**AUSGANGSTEXT**:
____________

Geltendmachung der Erbschaftsteuer im Nachlassinsolvenzverfahren


Leitsatz

Die vom Erben als Gesamtrechtsnachfolger aufgrund Erbanfalls nach § 3 Abs. 1 Nr. 1 ErbStG i.V.m. § 1922 BGB geschuldete Erbschaftsteuer ist eine Nachlassverbindlichkeit, die vom FA als Nachlassinsolvenzforderung im Nachlassinsolvenzverfahren geltend gemacht werden kann.

Tenor

Auf die Revision des Beklagten wird das Urteil des [X.] vom 30. April 2014  3 K 1915/12 [X.] aufgehoben.

Die Sache wird an das [X.] zurückverwiesen.

Diesem wird die Entscheidung über die Kosten des Revisionsverfahrens übertragen.

Tatbestand

1

I. Der Kläger und Revisionsbeklagte (Kläger) ist Insolvenzverwalter über den Nachlass des am 8. Mai 2009 verstorbenen Erblassers. Erben sind je zur Hälfte die Tochter und die Lebensgefährtin des Erblassers. Das Nachlassinsolvenzverfahren wurde am 25. Mai 2010 eröffnet und der Kläger zum Insolvenzverwalter bestimmt.

____________

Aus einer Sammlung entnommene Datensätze

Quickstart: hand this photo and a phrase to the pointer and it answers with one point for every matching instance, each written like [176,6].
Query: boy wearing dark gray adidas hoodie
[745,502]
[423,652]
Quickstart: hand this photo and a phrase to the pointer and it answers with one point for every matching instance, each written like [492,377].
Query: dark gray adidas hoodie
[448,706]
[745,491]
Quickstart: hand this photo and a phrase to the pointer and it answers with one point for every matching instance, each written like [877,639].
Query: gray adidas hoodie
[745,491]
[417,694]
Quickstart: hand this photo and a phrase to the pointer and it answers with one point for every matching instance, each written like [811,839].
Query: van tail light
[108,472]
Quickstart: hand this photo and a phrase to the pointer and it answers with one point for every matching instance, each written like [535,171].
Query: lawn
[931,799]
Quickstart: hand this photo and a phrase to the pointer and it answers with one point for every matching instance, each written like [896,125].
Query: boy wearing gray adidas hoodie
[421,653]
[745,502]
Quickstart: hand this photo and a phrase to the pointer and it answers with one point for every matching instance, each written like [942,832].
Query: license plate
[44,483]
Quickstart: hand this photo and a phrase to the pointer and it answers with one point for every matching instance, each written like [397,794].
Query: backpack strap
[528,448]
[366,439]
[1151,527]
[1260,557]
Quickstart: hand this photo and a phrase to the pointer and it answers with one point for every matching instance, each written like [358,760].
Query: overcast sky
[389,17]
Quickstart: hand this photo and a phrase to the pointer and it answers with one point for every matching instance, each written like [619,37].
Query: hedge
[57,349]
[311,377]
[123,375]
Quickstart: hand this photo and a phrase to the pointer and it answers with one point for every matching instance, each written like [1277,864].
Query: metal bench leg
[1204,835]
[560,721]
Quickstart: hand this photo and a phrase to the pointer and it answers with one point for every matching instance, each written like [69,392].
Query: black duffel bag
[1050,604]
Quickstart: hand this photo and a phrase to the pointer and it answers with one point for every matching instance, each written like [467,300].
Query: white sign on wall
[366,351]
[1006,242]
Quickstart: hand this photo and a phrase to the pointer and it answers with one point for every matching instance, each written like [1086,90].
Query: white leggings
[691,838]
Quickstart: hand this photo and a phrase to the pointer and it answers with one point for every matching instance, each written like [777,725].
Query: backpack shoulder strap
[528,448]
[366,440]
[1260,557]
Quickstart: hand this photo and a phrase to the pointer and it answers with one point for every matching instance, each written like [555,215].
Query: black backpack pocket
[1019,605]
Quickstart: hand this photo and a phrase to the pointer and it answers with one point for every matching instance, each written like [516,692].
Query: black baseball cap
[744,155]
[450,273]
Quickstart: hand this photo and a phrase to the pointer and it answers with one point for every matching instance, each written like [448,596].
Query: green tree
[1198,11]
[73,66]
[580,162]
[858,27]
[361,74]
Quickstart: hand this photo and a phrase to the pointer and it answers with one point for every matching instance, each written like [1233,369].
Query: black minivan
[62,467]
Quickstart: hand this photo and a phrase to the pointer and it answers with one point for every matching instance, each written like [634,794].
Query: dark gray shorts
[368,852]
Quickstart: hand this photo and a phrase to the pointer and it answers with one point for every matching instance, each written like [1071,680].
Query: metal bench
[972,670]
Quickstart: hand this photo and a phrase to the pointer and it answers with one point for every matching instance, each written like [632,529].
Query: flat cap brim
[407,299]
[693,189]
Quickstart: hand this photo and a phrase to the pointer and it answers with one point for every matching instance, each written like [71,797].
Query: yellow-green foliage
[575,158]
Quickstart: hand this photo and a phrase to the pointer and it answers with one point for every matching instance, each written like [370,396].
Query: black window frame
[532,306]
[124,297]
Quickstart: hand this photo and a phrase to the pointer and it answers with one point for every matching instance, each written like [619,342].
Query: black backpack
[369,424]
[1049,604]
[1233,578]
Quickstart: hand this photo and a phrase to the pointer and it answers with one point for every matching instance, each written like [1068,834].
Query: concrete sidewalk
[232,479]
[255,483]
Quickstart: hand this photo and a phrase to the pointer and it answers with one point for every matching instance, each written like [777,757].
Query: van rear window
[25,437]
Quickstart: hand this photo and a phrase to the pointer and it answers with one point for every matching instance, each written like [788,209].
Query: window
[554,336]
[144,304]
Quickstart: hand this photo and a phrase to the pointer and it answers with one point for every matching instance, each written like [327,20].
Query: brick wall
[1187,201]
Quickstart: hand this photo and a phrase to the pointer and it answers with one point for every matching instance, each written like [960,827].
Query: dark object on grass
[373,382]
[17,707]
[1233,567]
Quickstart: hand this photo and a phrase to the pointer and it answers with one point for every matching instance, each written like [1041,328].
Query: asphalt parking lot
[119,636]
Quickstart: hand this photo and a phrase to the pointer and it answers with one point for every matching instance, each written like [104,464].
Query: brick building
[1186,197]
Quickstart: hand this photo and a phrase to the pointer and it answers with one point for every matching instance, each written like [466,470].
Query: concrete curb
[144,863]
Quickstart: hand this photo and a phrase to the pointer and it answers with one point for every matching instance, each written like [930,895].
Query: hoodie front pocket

____________

**AUFGABEN**:
(1) Wiederholen Sie aus dem Ausgangstext wortgetreu alles von „Die vom Erben“ bis hinunter zu „das [X.] zurückverwiesen.“.
(2) Prüfen Sie anhand des Ausgangstextes, ob die folgenden Aussagen zutreffen. Antworten Sie jeweils mit Ja oder Nein und zitieren Sie die entscheidenden Worte wörtlich: (a) Die Ehefrau des Erblassers ist zur Hälfte Erbin. (b) Das Nachlassinsolvenzverfahren wurde am 25. Mai 2010 eröffnet. (c) Der Erblasser verstarb im Jahr 2010.

**ERGEBNISSE JE AUFGABE**:
(1)
Die vom Erben als Gesamtrechtsnachfolger aufgrund Erbanfalls nach § 3 Abs. 1 Nr. 1 ErbStG i.V.m. § 1922 BGB geschuldete Erbschaftsteuer ist eine Nachlassverbindlichkeit, die vom FA als Nachlassinsolvenzforderung im Nachlassinsolvenzverfahren geltend gemacht werden kann.

Tenor

Auf die Revision des Beklagten wird das Urteil des [X.] vom 30. April 2014  3 K 1915/12 [X.] aufgehoben.

Die Sache wird an das [X.] zurückverwiesen.

(2)
(a) Nein: „Erben sind je zur Hälfte die Tochter und die Lebensgefährtin des Erblassers.“
(b) Ja: „Das Nachlassinsolvenzverfahren wurde am 25. Mai 2010 eröffnet“
(c) Nein: „des am 8. Mai 2009 verstorbenen Erblassers“